WRITTEN INSTRUCTION A: Swap "basement" for "cellar" in the forum thread passage that opens with the words containing "## vtcnc (Jun" and closes with "Shootymacshootface (Jun 14, 2021)", then write out that passage.
WRITTEN INSTRUCTION B: Please copy the extracted data entries line for line, leaving the pictures out.
━━━ TEXT SEGMENT
# Hey Dave, you got a lot of trees.



## Aukai (Jun 6, 2021)




----------



## darkzero (Jun 6, 2021)

Ah so that's the entrance to the famous rabbit hole club!


----------



## Aukai (Jun 6, 2021)

That's where he comes up out of the basement, and sells us stuff on the way down the rabbit hole


----------



## Janderso (Jun 10, 2021)

Aukai said:


> That's where he comes up out of the basement, and sells us stuff on the way down the rabbit hole


I wonder if there is a machine shop in the basement?
That little house really looks like a cartoon story time set. =cool


----------



## mmcmdl (Jun 11, 2021)

I missed this !


----------



## Aukai (Jun 12, 2021)

DUH....


----------



## higgite (Jun 12, 2021)

Janderso said:


> That little house really looks like a cartoon story time set. =cool


Who says it's little? Those could just be very large flowers, ya know.  

Tom


----------



## vtcnc (Jun 14, 2021)

I wanna see how he rigs a 13x49 down into that basement.


Sent from my iPhone using Tapatalk


----------



## Shootymacshootface (Jun 14, 2021)

Looks like someone has been to the Shire.


----------
━━━━━━
━━━ DATASET ROWS
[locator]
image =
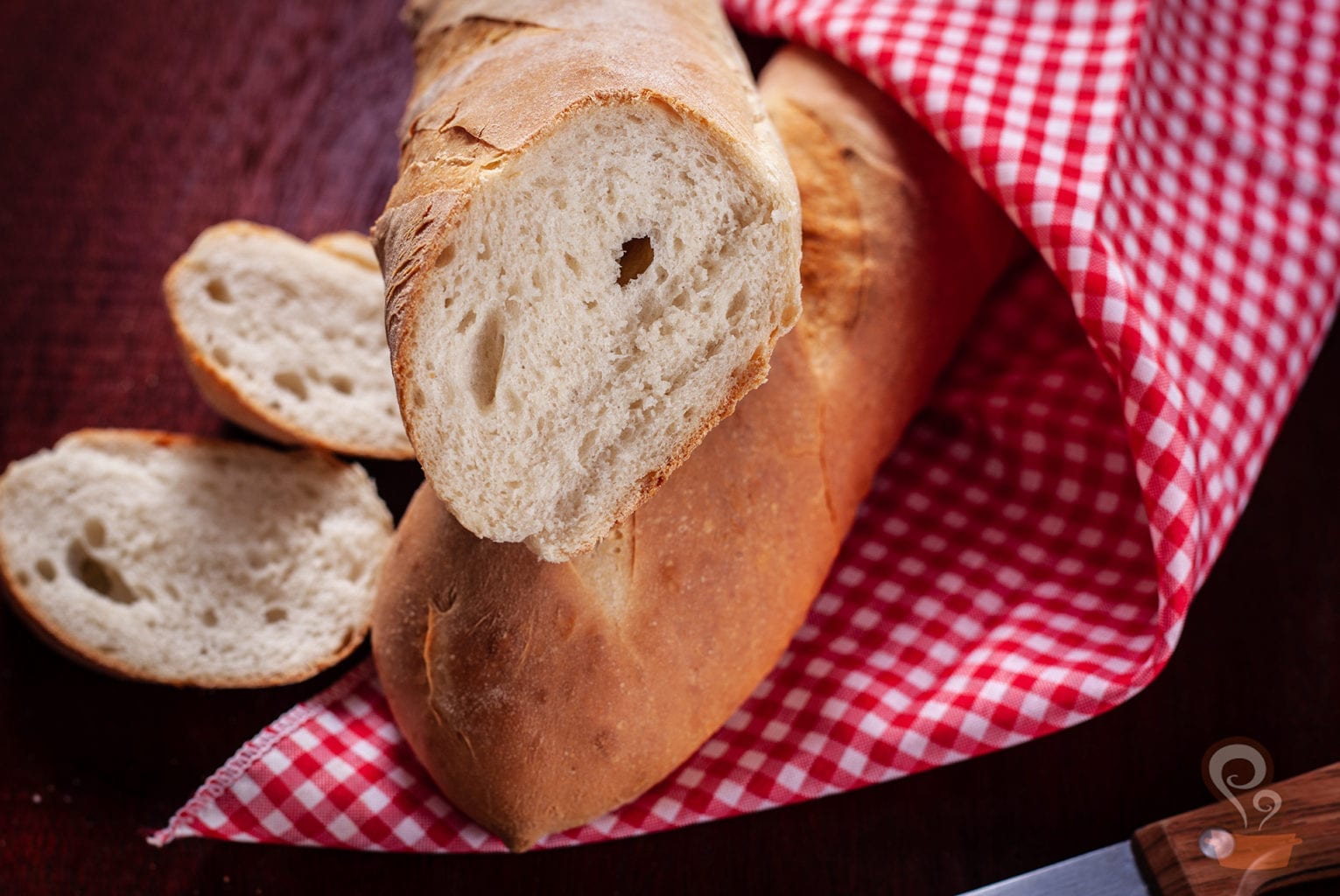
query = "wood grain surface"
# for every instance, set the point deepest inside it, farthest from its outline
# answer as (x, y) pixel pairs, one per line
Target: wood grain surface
━━━━━━
FULL ANSWER A:
## vtcnc (Jun 14, 2021)

I wanna see how he rigs a 13x49 down into that cellar.


Sent from my iPhone using Tapatalk


----------



## Shootymacshootface (Jun 14, 2021)

FULL ANSWER B:
[locator]
image =
query = "wood grain surface"
# for every instance, set the point deepest inside it, farthest from its outline
# answer as (x, y) pixel pairs, one per line
Target: wood grain surface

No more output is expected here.